## Source passage
Hello Merry Christmas! Happy Hanukkah!
I hope you all are having a beautiful holiday season and that 2023 brings you joy beyond your expectations. Today, as a kick off to my new series interviewing women (mostly my friends! But (mostly) not about me! About women’s issues! Relationships! Careers (don’t worry, I’m interviewing people with real ones)! Family!) I am bringing you a Q&A with my sister, Parry Thompson. Parry is a maternal mental health advocate and a certified labor, postpartum, and death doula. I asked her if she’d prefer to speak about her work or about me and our family and she chose the latter. I hope you enjoy this new format (it will be occasional, not every week!) And if you’d like me to speak to her (or try to speak to her boss) about maternal mental health, I have a strong connection to force her to speak to me twice.

## Recorded information

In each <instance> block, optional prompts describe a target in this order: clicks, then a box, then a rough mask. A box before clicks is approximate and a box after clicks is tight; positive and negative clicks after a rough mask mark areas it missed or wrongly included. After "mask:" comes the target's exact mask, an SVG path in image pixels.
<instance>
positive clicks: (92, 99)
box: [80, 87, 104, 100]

## Required actions
1) List the subjects the holiday note names for the new interview series.
2) In the holiday note, which topic did Parry Thompson choose to discuss: her work, or the author and their family?
3) Print the stretch of the holiday note from "I hope you all" through "to me twice.".

## Answers for this exercise
1) Women's issues, relationships, careers, family

2) She chose to talk about the author and their family rather than her work.

3)
I hope you all are having a beautiful holiday season and that 2023 brings you joy beyond your expectations. Today, as a kick off to my new series interviewing women (mostly my friends! But (mostly) not about me! About women’s issues! Relationships! Careers (don’t worry, I’m interviewing people with real ones)! Family!) I am bringing you a Q&A with my sister, Parry Thompson. Parry is a maternal mental health advocate and a certified labor, postpartum, and death doula. I asked her if she’d prefer to speak about her work or about me and our family and she chose the latter. I hope you enjoy this new format (it will be occasional, not every week!) And if you’d like me to speak to her (or try to speak to her boss) about maternal mental health, I have a strong connection to force her to speak to me twice.